_BLOC DE TEXTE:_
==============================
Voyager ? Oui, mais autrement

lundi 15 mars 2021

Avec la pandémie, les gens du voyage se retrouvent bloqués dans leurs quartiers d’hiver. Grâce aux beaux jours qui reviennent, ils se déplacent en Suisse et espèrent franchir les frontières sous peu. Pour l’heure, leurs itinérances se font, du moins pour certains d’entre eux, en musique. Rencontre.

Il a le chapeau noir enfoncé sur la tête, le regard qui raconte ce qu’il ne dit pas. Cet après-midi de mars, le Manouche May Bittel, qui se définit comme pasteur évangélique, s’exprime au bord d’un feu, à la lisière des caravanes et du mobile home dans lequel il habite. Une petite rivière borde ce quartier de Céligny (VD) et les flammes crépitent. « Le feu, c’est ce que nous faisons pratiquement toujours quand on arrive quelque part. C’est important : il rassemble, permet de cuire, dit le partage et la fête ! Et il nous met aussi en mémoire tous les feux qu’on a vécus précédemment avec nos parents et grands-parents… » Une voiture arrive. Le Tsigane1 de 70 ans cause avec son petit-fils, puis invite à poursuivre la discussion dans l’habitation qu’il a construite de ses mains. Dans quelques semaines, il va partir « en mission », dit-il. Et notre homme d’énumérer Etoy, Zurich, le canton d’Argovie, Lausanne, Morges, puis le Tessin. « Et en août, on espère comme chaque année pouvoir aller en France à la Convention évangélique des gens du voyage. Un rassemblement qui réunit de 6 à 12'000 caravanes, ce qui correspond à un nombre qui varie entre 60 et 120'000 personnes.
==============================
_Lignes de données sur l'emplacement des objets:_

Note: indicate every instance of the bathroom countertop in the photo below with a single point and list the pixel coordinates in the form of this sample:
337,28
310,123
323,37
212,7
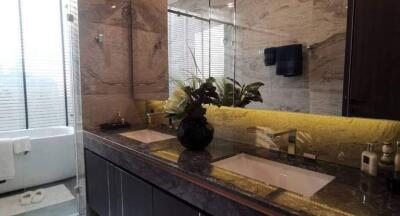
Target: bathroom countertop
191,177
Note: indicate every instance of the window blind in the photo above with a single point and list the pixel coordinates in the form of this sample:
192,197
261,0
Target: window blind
12,100
189,36
35,80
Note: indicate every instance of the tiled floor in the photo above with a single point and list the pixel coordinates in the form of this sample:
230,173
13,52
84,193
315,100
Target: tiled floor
68,208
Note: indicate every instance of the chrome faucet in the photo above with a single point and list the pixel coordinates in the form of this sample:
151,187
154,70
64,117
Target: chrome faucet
292,137
154,115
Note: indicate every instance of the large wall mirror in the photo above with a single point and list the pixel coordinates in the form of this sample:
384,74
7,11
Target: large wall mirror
285,55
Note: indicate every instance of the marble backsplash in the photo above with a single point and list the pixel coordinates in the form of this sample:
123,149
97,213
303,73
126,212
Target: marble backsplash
331,138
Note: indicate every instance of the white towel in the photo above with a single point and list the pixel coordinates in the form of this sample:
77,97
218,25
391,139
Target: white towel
7,164
21,145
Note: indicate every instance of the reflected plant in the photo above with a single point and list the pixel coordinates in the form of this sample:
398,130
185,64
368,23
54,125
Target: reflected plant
188,99
232,93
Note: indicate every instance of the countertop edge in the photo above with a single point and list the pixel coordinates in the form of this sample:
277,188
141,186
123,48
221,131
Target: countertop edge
274,209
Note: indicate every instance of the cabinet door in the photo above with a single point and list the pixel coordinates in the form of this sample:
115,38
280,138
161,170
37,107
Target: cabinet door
167,205
115,189
136,195
97,184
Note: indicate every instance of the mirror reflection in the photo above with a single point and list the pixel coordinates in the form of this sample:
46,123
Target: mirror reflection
277,55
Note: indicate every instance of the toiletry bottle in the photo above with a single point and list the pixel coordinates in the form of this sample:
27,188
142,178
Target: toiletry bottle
369,161
397,160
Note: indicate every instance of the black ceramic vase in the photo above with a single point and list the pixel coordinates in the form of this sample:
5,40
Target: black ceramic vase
195,133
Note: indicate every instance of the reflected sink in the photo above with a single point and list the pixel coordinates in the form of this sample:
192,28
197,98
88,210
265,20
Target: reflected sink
147,136
298,180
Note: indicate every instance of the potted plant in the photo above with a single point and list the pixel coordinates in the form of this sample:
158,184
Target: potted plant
194,132
232,93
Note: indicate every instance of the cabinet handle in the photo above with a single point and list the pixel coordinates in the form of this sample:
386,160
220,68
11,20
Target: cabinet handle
358,102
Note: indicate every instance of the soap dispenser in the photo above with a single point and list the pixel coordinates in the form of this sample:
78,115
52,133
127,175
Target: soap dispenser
369,161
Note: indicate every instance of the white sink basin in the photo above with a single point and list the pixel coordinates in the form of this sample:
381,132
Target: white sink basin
298,180
147,136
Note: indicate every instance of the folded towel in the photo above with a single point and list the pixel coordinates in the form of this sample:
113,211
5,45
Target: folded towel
7,164
289,60
21,145
270,56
==============================
_EXERCICE ÉCRIT 1:_ Recopiez les enregistrements depuis la ligne qui contient « Note: indicate every instance of the folded » jusqu'à la fin des enregistrements, en gardant chaque ligne telle quelle. Mettez à l'échelle uniquement les coordonnées des réponses : multipliez-les par 1,75 et arrondissez à l'entier, les demis vers le haut.
_EXERCICE ÉCRIT 2:_ Reprenez le texte sur les gens du voyage là où il s'arrête.

_RÉPONSE 1:_
Note: indicate every instance of the folded towel in the photo above with a single point and list the pixel coordinates in the form of this sample:
113,211
5,45
Target: folded towel
12,287
506,105
37,254
473,98

_RÉPONSE 2:_
Une histoire de gènes…

Le voyage ? « C’est dans nos gènes. On ne peut pas expliquer pourquoi on est toujours en route, c’est comme ça. Vous pouvez arrêter de respirer, vous ? Eh bien moi, je ne peux pas m’arrêter de voyager. Il s’agit de se voir entre nous. Et puis de voir, tout court. » Aux murs de sa maison, deux guitares sont suspendues. Des instruments essentiels dans sa vie de nomade : « Ce sont les objets qui symbolisent le plus notre manière de vivre. Parce qu’à travers la musique, les gens ressentent ce qu’on essaie d’exprimer. La colère, la haine. Mais l’amour aussi. Et la joie. C’est le moyen par excellence de voyager. » May Bittel en saisit une et explique : « On est passé maître dans le fait de s’adapter. Alors quand je vais en Suisse allemande, j’accompagne des personnes qui jouent de l’accordéon. Puis ailleurs, j’accompagne des cantiques. Notre musique n’est jamais statique. » Il joue alors un morceau qu’il dit emprunter à Django Reinhardt, célèbre musicien de jazz manouche. Et c’est vrai qu’au fil de ses notes, le feu, la vision d’une communauté réunie ne sont pas loin. 

… et de transmission

Mais May Bittel pose l’instrument et reprend : « Ma petite-fille est déjà loin. Elle s’est mise sur un emplacement avec d’autres gens du voyage. Il faut comprendre que le nomadisme nous permet de nous rapprocher les uns des autres. Les enfants apprennent par ce biais beaucoup de choses en voyant les plus anciens travailler. Comprenez : on a besoin les uns des autres. On vit pour et par le groupe. » Il évoque alors la transmission de valeurs, comme le respect de l’autre. Et de Dieu. « Parce que le côté spirituel chez nous est très développé. Nous avons toujours été très croyants. C’est simple : on a tellement été pourchassé comme des vauriens, que l’on s’est réfugié dans la foi où on savait que là, au moins, il y avait quelqu’un qui ne nous mettrait pas dehors ! »

La Bible, un livre pour voyager ?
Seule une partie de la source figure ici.